= BRIEF =
Give back all of the data exactly as written.
(Beginning of STUDY MATERIAL)
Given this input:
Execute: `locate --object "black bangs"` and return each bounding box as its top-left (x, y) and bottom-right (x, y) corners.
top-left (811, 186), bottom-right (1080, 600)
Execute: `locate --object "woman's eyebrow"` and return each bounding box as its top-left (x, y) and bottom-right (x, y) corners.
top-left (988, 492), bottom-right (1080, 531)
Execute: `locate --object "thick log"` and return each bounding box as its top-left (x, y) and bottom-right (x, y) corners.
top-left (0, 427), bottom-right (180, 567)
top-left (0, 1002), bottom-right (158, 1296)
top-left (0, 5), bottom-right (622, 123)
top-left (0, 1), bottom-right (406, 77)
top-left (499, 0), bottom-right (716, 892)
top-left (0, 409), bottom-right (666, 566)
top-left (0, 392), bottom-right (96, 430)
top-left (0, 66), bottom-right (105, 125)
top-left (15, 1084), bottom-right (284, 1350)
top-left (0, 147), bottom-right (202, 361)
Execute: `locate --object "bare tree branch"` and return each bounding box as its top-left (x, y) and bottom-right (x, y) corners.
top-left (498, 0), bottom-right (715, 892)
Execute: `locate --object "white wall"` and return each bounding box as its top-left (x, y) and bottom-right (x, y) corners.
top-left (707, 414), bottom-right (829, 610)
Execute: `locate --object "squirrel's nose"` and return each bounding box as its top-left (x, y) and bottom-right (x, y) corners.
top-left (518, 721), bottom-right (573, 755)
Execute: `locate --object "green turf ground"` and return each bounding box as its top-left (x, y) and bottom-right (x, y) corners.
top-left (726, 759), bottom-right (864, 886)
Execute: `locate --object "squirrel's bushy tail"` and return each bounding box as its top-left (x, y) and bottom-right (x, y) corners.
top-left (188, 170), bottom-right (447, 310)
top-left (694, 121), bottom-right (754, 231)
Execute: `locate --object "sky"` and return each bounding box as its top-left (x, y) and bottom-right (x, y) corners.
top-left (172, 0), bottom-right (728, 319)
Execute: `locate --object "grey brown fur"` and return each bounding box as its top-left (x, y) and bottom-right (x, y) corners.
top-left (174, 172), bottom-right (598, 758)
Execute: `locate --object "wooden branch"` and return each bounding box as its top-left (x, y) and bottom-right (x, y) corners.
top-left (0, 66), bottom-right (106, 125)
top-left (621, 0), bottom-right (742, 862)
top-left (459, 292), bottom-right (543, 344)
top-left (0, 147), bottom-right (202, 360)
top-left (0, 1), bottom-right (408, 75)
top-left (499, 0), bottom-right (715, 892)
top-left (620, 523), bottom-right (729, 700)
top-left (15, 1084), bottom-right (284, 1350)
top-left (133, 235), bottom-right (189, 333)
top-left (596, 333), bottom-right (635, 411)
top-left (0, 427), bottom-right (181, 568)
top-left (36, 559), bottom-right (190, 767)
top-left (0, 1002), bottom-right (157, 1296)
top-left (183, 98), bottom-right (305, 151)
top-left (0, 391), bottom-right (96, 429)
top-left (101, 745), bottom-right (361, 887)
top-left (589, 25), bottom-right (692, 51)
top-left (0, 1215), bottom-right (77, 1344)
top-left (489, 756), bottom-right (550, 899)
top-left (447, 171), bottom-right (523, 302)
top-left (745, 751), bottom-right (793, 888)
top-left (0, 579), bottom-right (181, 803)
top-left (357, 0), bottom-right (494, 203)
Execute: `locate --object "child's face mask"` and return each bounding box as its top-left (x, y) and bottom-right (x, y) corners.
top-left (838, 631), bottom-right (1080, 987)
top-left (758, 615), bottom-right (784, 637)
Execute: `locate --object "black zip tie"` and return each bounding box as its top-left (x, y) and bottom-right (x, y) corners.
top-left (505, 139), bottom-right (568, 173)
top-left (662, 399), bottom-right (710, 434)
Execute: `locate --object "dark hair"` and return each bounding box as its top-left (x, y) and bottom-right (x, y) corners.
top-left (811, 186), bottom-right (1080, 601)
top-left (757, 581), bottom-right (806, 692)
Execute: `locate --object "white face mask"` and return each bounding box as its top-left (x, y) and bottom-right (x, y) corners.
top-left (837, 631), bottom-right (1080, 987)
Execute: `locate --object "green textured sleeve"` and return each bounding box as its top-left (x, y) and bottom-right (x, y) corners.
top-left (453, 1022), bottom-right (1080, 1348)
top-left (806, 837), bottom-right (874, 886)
(End of STUDY MATERIAL)
= EXERCISE OUTPUT =
Given this input:
Execute: `locate --object "black bangs"` and return each bounding box as its top-left (x, y) and bottom-right (x, y) corners.
top-left (811, 186), bottom-right (1080, 600)
Execute: `locate --object "woman's eyebrow"` and return each bounding box as its top-left (x, y) and bottom-right (x, y) corners.
top-left (988, 492), bottom-right (1080, 531)
Execute: `locate --object "thick log"` and return each bounding box as its top-left (x, y) and bottom-right (x, y) corners.
top-left (0, 427), bottom-right (180, 567)
top-left (0, 1002), bottom-right (158, 1296)
top-left (0, 5), bottom-right (622, 123)
top-left (0, 1), bottom-right (406, 77)
top-left (499, 0), bottom-right (716, 892)
top-left (0, 409), bottom-right (666, 566)
top-left (0, 392), bottom-right (96, 430)
top-left (0, 66), bottom-right (105, 125)
top-left (15, 1084), bottom-right (284, 1350)
top-left (0, 147), bottom-right (202, 361)
Execute: `locate --object "bare tree branch"` and return each bounding box as its top-left (x, y) and bottom-right (x, y) corners.
top-left (498, 0), bottom-right (715, 892)
Execute: `locate --object "white wall"` and return each bounding box as its top-left (x, y) and bottom-right (x, y) corners.
top-left (707, 414), bottom-right (829, 610)
Execute: `locate --object "squirrel's nose"` and return each bounding box as its top-left (x, y) and bottom-right (x, y) corners.
top-left (518, 721), bottom-right (573, 755)
Execute: `locate --object "green turf ground"` and return each bounding box as its top-left (x, y) and bottom-right (x, y) corners.
top-left (726, 759), bottom-right (864, 886)
Execute: `locate --object "squirrel's bushy tail"` and return each bounding box as its top-left (x, y) and bottom-right (x, y) corners.
top-left (188, 170), bottom-right (447, 310)
top-left (694, 121), bottom-right (754, 231)
Execute: `locate --object "sky"` and return each bounding box as its top-left (x, y) and bottom-right (x, y) corners.
top-left (172, 0), bottom-right (728, 319)
Execute: `locate --object "grey brown fur"` and return each bounding box as its top-left (x, y) and bottom-right (x, y) corners.
top-left (174, 172), bottom-right (598, 758)
Execute: `locate --object "wooden branch"` and return each bounding box as its top-left (x, y) and bottom-right (x, y) corners.
top-left (0, 66), bottom-right (106, 125)
top-left (621, 0), bottom-right (742, 862)
top-left (459, 292), bottom-right (543, 344)
top-left (0, 147), bottom-right (202, 360)
top-left (0, 1), bottom-right (408, 75)
top-left (499, 0), bottom-right (715, 892)
top-left (620, 523), bottom-right (729, 700)
top-left (15, 1084), bottom-right (284, 1350)
top-left (133, 235), bottom-right (189, 333)
top-left (596, 333), bottom-right (635, 411)
top-left (0, 427), bottom-right (181, 568)
top-left (36, 559), bottom-right (190, 767)
top-left (0, 1002), bottom-right (157, 1296)
top-left (183, 98), bottom-right (305, 151)
top-left (0, 391), bottom-right (96, 429)
top-left (101, 745), bottom-right (361, 887)
top-left (589, 25), bottom-right (692, 51)
top-left (0, 1215), bottom-right (77, 1344)
top-left (489, 756), bottom-right (550, 899)
top-left (447, 171), bottom-right (523, 302)
top-left (745, 751), bottom-right (793, 888)
top-left (0, 579), bottom-right (181, 803)
top-left (357, 0), bottom-right (494, 203)
Execute: `locate --object "child's face mask"` and return each bounding box as its top-left (x, y) and bottom-right (x, y) corners.
top-left (838, 631), bottom-right (1080, 987)
top-left (758, 615), bottom-right (784, 637)
Execute: `locate --object "black zip tie"` and return each bounding box as its top-left (x, y) and bottom-right (x, y) corners.
top-left (505, 139), bottom-right (568, 173)
top-left (662, 399), bottom-right (710, 434)
Execute: `locate --object "dark hair"` and return each bounding box as its top-left (x, y) and bottom-right (x, y) corners.
top-left (811, 186), bottom-right (1080, 601)
top-left (757, 581), bottom-right (806, 692)
Execute: `locate --object "white face mask"` and return each bounding box as its top-left (x, y) and bottom-right (x, y) corners.
top-left (837, 631), bottom-right (1080, 987)
Execute: `locate --object "green textured sleeve"` and return each bounding box as its top-left (x, y) and bottom-right (x, y) corners.
top-left (453, 1022), bottom-right (1080, 1348)
top-left (806, 837), bottom-right (874, 886)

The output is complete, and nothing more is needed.